## Data excerpts
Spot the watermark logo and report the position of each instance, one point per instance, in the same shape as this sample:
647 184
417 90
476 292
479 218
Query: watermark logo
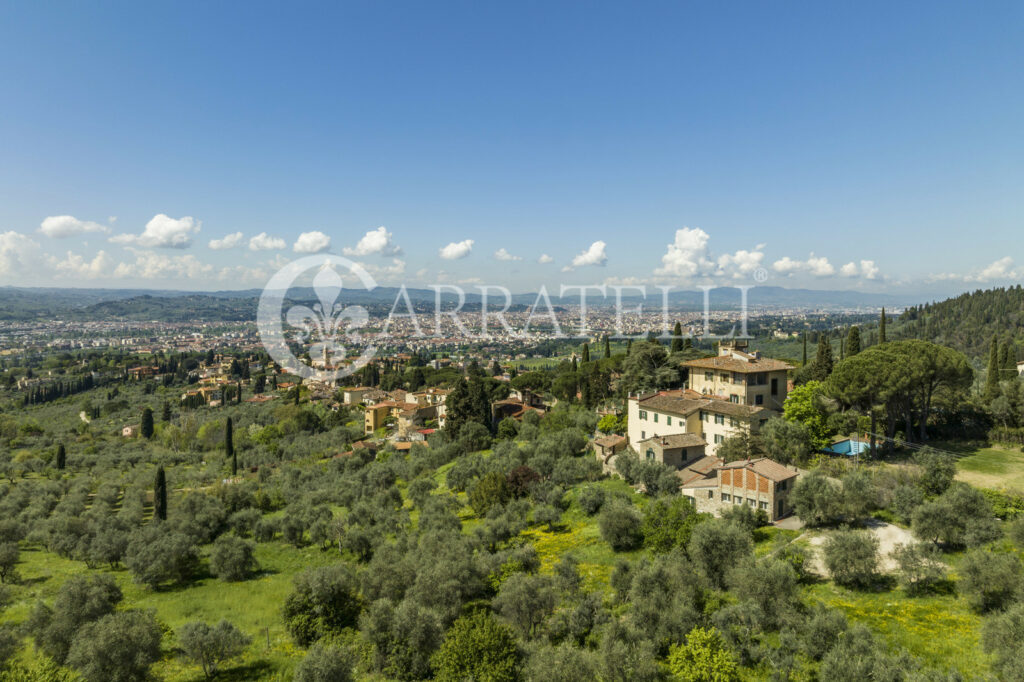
322 341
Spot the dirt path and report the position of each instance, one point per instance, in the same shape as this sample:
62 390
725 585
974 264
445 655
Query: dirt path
889 537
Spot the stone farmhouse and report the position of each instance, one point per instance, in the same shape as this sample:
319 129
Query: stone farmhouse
731 392
760 483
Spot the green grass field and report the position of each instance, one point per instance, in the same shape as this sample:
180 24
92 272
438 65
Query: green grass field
941 630
253 605
995 467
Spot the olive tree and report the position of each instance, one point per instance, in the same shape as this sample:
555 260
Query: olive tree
208 646
118 647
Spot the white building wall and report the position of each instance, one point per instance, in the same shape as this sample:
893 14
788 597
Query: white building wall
640 429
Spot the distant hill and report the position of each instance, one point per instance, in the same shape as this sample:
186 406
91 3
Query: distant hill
968 322
169 305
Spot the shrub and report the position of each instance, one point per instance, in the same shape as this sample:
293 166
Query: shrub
118 647
621 526
208 646
704 656
326 663
157 555
492 489
716 546
591 498
920 565
547 514
324 601
989 579
477 647
668 523
244 522
232 558
266 529
82 599
816 499
852 557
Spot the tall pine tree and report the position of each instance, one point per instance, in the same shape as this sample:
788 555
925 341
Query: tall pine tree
992 376
229 445
853 341
677 338
160 496
823 360
146 426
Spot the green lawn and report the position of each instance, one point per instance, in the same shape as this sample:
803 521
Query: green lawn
995 467
253 605
940 630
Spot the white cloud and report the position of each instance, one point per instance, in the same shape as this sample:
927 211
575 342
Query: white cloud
999 269
264 242
457 250
866 269
17 253
740 263
164 231
687 255
242 273
816 265
593 255
313 242
375 242
503 254
60 226
152 265
77 266
228 242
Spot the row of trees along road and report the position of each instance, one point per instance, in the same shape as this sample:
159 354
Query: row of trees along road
897 382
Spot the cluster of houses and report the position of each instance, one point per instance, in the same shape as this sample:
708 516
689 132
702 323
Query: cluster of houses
732 392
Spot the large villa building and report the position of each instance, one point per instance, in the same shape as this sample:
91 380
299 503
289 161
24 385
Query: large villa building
731 392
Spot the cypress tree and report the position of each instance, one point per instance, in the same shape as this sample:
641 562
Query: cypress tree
146 426
458 410
479 402
853 341
229 445
1004 355
160 496
992 376
823 361
677 338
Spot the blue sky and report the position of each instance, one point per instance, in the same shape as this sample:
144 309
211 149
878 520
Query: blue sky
884 138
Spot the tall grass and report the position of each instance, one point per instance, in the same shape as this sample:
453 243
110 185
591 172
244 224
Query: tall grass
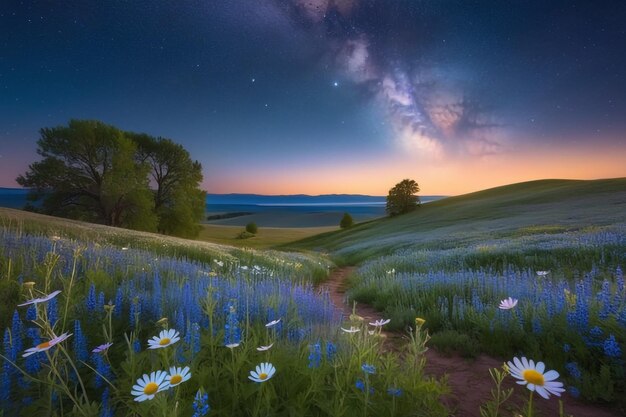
126 296
573 318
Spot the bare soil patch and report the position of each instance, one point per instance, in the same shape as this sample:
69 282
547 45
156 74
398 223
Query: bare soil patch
469 380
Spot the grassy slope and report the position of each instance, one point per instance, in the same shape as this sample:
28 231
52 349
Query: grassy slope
530 207
266 237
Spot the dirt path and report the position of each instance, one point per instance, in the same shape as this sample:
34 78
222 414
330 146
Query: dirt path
468 380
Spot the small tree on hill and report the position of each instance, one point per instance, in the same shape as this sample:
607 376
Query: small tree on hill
251 228
346 221
402 198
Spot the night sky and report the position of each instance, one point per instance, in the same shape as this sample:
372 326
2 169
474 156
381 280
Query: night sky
329 96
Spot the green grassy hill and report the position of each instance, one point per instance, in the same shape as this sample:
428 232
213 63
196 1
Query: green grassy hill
545 206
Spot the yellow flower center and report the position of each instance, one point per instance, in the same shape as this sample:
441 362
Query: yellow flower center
533 377
151 388
44 345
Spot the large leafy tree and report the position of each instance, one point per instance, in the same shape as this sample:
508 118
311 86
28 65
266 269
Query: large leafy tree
95 172
178 200
88 173
402 198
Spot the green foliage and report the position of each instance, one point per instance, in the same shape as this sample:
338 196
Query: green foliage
178 199
245 235
346 221
95 172
499 395
327 389
252 228
402 199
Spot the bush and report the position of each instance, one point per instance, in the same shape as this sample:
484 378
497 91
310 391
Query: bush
245 235
251 228
346 221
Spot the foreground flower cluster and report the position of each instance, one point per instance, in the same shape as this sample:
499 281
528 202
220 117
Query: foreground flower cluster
108 332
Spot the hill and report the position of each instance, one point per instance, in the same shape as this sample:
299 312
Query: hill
544 206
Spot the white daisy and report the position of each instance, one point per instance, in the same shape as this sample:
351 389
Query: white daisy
534 378
41 299
177 376
508 303
272 323
264 348
147 386
42 347
263 372
352 329
164 339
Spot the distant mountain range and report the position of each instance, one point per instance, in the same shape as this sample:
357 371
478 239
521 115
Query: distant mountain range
16 198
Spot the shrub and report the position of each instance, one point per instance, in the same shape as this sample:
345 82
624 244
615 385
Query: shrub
346 221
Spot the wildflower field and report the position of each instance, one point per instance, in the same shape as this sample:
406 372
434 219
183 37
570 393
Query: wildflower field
97 329
556 296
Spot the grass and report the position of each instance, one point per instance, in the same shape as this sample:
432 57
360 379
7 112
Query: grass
535 207
266 237
220 308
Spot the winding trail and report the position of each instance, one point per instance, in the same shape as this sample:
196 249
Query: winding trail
469 380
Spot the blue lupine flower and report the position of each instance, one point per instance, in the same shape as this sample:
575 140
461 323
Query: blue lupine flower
7 369
100 305
611 348
80 342
596 331
573 370
201 404
232 333
195 338
315 355
135 312
105 406
119 299
32 363
31 313
394 392
331 351
368 369
536 326
53 312
17 332
137 346
90 301
103 370
361 386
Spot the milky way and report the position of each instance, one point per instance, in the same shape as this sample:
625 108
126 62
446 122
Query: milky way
330 90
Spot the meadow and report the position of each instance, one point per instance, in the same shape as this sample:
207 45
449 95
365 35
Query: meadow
149 325
569 302
107 330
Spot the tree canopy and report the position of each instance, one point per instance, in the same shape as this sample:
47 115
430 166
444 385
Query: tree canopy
96 172
402 197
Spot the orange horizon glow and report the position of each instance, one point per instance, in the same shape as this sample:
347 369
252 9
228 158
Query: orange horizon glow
443 177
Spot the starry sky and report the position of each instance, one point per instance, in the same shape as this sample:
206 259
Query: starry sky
329 96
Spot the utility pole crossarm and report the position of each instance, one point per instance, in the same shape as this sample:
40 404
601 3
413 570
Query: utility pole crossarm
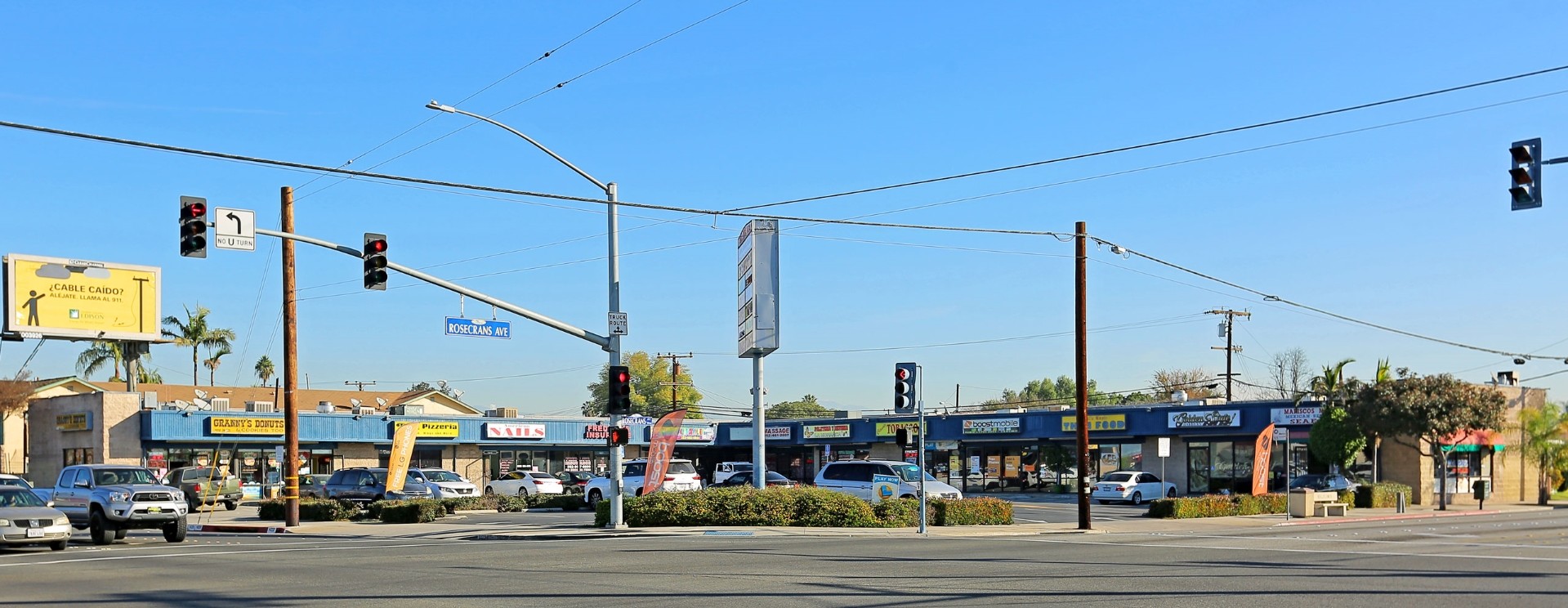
498 303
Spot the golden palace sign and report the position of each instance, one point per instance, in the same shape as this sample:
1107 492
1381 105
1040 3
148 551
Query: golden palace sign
247 427
428 428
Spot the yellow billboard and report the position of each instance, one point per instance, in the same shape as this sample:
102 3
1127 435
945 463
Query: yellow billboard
57 297
430 428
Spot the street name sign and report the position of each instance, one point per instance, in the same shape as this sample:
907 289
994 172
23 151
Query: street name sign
479 328
234 228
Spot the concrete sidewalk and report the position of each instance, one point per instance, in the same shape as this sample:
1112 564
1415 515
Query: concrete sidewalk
457 527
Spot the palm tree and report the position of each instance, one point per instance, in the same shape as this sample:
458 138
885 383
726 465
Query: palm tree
194 333
212 364
96 356
264 369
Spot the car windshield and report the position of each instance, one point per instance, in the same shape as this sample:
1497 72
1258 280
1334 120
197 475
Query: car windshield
15 481
13 495
115 476
909 472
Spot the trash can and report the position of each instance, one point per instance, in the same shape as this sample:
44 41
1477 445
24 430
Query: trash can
1300 502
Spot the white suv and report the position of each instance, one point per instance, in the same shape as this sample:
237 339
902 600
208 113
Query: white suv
681 475
861 480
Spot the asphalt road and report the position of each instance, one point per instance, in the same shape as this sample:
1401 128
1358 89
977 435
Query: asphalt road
1513 560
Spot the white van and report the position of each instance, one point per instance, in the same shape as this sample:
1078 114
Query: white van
726 469
856 476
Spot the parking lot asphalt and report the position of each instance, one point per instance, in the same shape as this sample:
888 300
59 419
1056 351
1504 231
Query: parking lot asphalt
540 524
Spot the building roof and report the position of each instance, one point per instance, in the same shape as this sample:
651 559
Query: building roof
306 399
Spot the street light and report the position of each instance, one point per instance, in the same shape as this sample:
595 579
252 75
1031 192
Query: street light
617 454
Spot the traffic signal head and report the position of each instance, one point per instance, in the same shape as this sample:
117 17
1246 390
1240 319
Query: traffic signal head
193 226
904 387
1526 172
619 389
375 256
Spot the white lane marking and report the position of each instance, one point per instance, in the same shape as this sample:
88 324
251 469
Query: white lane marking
1283 551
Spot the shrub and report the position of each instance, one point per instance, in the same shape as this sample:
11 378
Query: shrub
411 512
1380 495
972 512
310 510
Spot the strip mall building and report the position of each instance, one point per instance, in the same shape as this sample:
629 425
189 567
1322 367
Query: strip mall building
1199 445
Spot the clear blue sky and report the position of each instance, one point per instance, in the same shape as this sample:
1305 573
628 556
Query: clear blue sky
1405 225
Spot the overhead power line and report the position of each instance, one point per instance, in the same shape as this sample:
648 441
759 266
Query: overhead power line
1158 143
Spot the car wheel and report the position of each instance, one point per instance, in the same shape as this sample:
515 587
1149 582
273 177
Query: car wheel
101 533
176 532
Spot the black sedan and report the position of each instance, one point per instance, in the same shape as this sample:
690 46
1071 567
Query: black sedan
744 478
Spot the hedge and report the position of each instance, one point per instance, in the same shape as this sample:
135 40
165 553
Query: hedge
310 510
1217 505
1380 495
798 507
411 512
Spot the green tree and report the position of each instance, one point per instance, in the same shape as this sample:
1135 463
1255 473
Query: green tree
264 369
194 333
650 387
215 358
1424 411
1547 445
1046 392
806 408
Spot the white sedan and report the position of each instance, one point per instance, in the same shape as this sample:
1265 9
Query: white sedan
1131 486
525 481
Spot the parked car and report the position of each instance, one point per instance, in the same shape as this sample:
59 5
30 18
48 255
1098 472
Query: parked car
860 478
312 486
444 483
206 486
744 478
361 485
1131 486
574 481
25 519
681 475
524 483
1324 483
110 498
723 471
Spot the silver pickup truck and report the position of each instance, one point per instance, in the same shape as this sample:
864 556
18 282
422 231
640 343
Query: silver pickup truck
110 498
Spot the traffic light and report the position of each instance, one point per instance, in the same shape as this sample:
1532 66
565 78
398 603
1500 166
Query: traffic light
904 389
1526 174
193 226
619 391
375 256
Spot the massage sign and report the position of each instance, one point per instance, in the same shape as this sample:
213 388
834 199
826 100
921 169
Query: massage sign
1206 418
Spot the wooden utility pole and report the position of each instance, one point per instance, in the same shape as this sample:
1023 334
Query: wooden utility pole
1081 328
1230 343
675 378
290 372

## Goal of the exercise
Copy exactly, word for word, the line with "Spot the silver" through the final line of the listing.

## Response
Spot the silver pickup truck and report the position of each instance, one point per instance, in the same shape as this sample:
864 556
18 282
422 231
640 343
Query: silver pickup truck
110 498
Spot the traffic light and report the position of each instance, one point per instance, in the same shape as this sample:
1532 66
565 78
398 603
1500 166
Query: traffic light
904 389
1526 174
193 226
619 391
375 256
Spot the massage sign and report the position of each instance, one point per instance, in the same shape as this sample:
213 388
834 199
826 100
921 169
Query: massage sign
1206 418
Spot the wooden utility pole and report the position of each instance, one point per instance, in the same shape as this sample:
1023 334
Query: wooden utility pole
1081 328
1230 343
675 378
290 372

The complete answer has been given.